Dokumenttext:
------------------------------

II. Äußere Anforderungen

Mittel- und langfristig werden die Handlungsfelder von Parteien in Deutschland von mindestens sechs Konstellationen geprägt, die entsprechende Anforderungen an Problemdeutungs- und Lösungsfähigkeiten nach sich ziehen. Ich referiere sie hier in ‚absteigender‘ Folge von globaler bis lokaler Ebene.

Das erste Handlungsfeld ist die unübersichtliche Konstellation in der internationalen Politik. Wenn man den Erfahrungshorizont aller Generationen von AktivistInnen abschreitet, die sich in der LINKEN versammeln, erleben wir mittlerweile die vierte Anordnung außenpolitischer Problem- und Konfliktlagen. Einige erinnern sich noch an den Kalten Krieg mit seinen Rüstungswettläufen, ‚Stellvertreterkriegen‘, ferngesteuerten Regimen usw. Darauf folgte eine zweite Phase, in der die USA alleinige Weltmacht und deren Eliten von einiger Hybris hinsichtlich der Erfolgsaussichten ihrer Politik befallen waren. Diese Phase wird abgelöst durch einen bis heute anhaltenden ‚Kater‘, den das offenkundige Misslingen des Irak-Krieges von 2003 ausgelöst hat. Mit dem Ausbruch des syrischen Bürgerkrieges und den damit zusammenhängenden Fluchtbewegungen, aber auch mit dem neuen geopolitischen Selbstvertrauen Russlands, dem autoritären Präsidialregime in der Türkei, dem unverkennbaren Weltmachtstatus Chinas und den grassierenden nationalistischen Regierungen auf allen Kontinenten wurde unübersehbar die vierte Phase eingeläutet. Um ihr Schiff in diesen stürmischen Gewässern zu navigieren, fehlt der LINKEN bislang das Konzept.

Nötig wäre eine ‚linke Weltordnungspolitik‘, die sich stärker auf geopolitische Interessensgegensätze und Schattierungen einlassen müsste, als es DIE LINKE bislang auch nur zu erwägen bereit ist. Stattdessen regiert in der Partei eine eigentümliche Schizophrenie, wonach wahlweise Russland oder den USA mehr ‚realpolitische‘ Spielräume und Motivlagen in der moralischen Grauzone zugestanden werden, als sie jemals für die deutsche oder europäische Außen- und Sicherheitspolitik für legitim erachtet würden. Anders ausgedrückt: Ausgerechnet unter radikal veränderten Bedingungen fällt bei vielen Linken das Bewertungsraster der Außenpolitik auf den Stand des Kalten Krieges mit seinen unverrückbaren Loyalitäten zurück. Um einen Beitrag zur Entspannung der vielfach angespannten Konstellationen zu leisten, wird es aber nicht reichen, durch die Brille des Kalten Krieges zu schauen oder sich als Politikersatz an die bisher felsenfesten linken Grundsätze der Absage an jegliche Militäreinsätze oder Waffenexporte zu klammern.

------------------------------

Bereitgestellte Angaben:
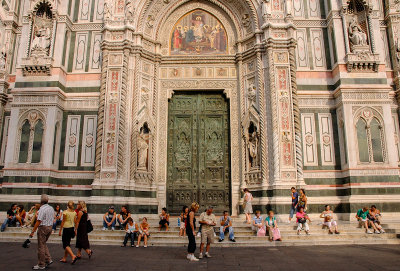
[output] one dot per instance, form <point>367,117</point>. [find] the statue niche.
<point>253,146</point>
<point>42,28</point>
<point>143,148</point>
<point>357,36</point>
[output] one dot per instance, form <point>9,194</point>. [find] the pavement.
<point>336,258</point>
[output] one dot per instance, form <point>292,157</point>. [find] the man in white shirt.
<point>208,221</point>
<point>44,223</point>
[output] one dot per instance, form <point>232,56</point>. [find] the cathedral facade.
<point>153,103</point>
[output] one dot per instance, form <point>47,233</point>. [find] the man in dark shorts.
<point>123,216</point>
<point>164,219</point>
<point>295,202</point>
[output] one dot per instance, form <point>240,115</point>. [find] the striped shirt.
<point>257,220</point>
<point>46,215</point>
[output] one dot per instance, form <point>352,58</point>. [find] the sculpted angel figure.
<point>356,34</point>
<point>142,147</point>
<point>129,9</point>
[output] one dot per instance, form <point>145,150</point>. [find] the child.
<point>164,219</point>
<point>258,222</point>
<point>184,214</point>
<point>272,227</point>
<point>302,218</point>
<point>131,230</point>
<point>329,222</point>
<point>143,232</point>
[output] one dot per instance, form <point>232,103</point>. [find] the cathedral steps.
<point>245,237</point>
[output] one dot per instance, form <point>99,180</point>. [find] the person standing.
<point>302,201</point>
<point>295,202</point>
<point>82,239</point>
<point>190,231</point>
<point>68,232</point>
<point>226,226</point>
<point>248,207</point>
<point>44,224</point>
<point>208,220</point>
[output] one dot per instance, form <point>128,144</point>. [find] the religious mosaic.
<point>198,33</point>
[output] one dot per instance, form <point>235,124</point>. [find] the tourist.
<point>183,217</point>
<point>82,239</point>
<point>302,201</point>
<point>302,218</point>
<point>208,220</point>
<point>109,219</point>
<point>67,229</point>
<point>144,232</point>
<point>295,201</point>
<point>362,217</point>
<point>329,221</point>
<point>190,231</point>
<point>226,226</point>
<point>57,217</point>
<point>10,219</point>
<point>164,219</point>
<point>258,224</point>
<point>247,206</point>
<point>131,230</point>
<point>43,225</point>
<point>123,216</point>
<point>20,215</point>
<point>373,216</point>
<point>272,227</point>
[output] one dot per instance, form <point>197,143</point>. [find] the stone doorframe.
<point>229,88</point>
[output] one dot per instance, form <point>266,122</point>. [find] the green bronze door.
<point>198,151</point>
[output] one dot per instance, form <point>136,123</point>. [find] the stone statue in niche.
<point>3,60</point>
<point>143,147</point>
<point>266,9</point>
<point>108,5</point>
<point>356,34</point>
<point>253,146</point>
<point>42,29</point>
<point>129,10</point>
<point>251,95</point>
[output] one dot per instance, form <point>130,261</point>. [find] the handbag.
<point>261,232</point>
<point>89,226</point>
<point>276,233</point>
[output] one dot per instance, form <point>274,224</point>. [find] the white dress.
<point>248,209</point>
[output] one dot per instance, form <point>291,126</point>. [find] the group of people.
<point>44,219</point>
<point>126,223</point>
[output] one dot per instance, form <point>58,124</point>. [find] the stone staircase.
<point>245,237</point>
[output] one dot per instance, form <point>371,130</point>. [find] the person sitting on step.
<point>144,232</point>
<point>258,222</point>
<point>362,217</point>
<point>373,216</point>
<point>164,219</point>
<point>32,214</point>
<point>122,217</point>
<point>109,219</point>
<point>329,221</point>
<point>302,218</point>
<point>132,229</point>
<point>272,227</point>
<point>183,218</point>
<point>20,215</point>
<point>226,226</point>
<point>11,218</point>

------------------------------

Was zu tun ist:
(a) Beantworte anhand des Dokumenttexts folgende Frage: Was hat den bis heute anhaltenden „Kater“ ausgelöst?
(b) Zähle alle Entwicklungen auf, mit denen laut Dokumenttext die vierte Phase eingeläutet wurde.

Lösungen der Aufgaben:
(a) Das offenkundige Misslingen des Irak-Krieges von 2003.

(b)
- der Ausbruch des syrischen Bürgerkrieges und die damit zusammenhängenden Fluchtbewegungen
- das neue geopolitische Selbstvertrauen Russlands
- das autoritäre Präsidialregime in der Türkei
- der unverkennbare Weltmachtstatus Chinas
- die grassierenden nationalistischen Regierungen auf allen Kontinenten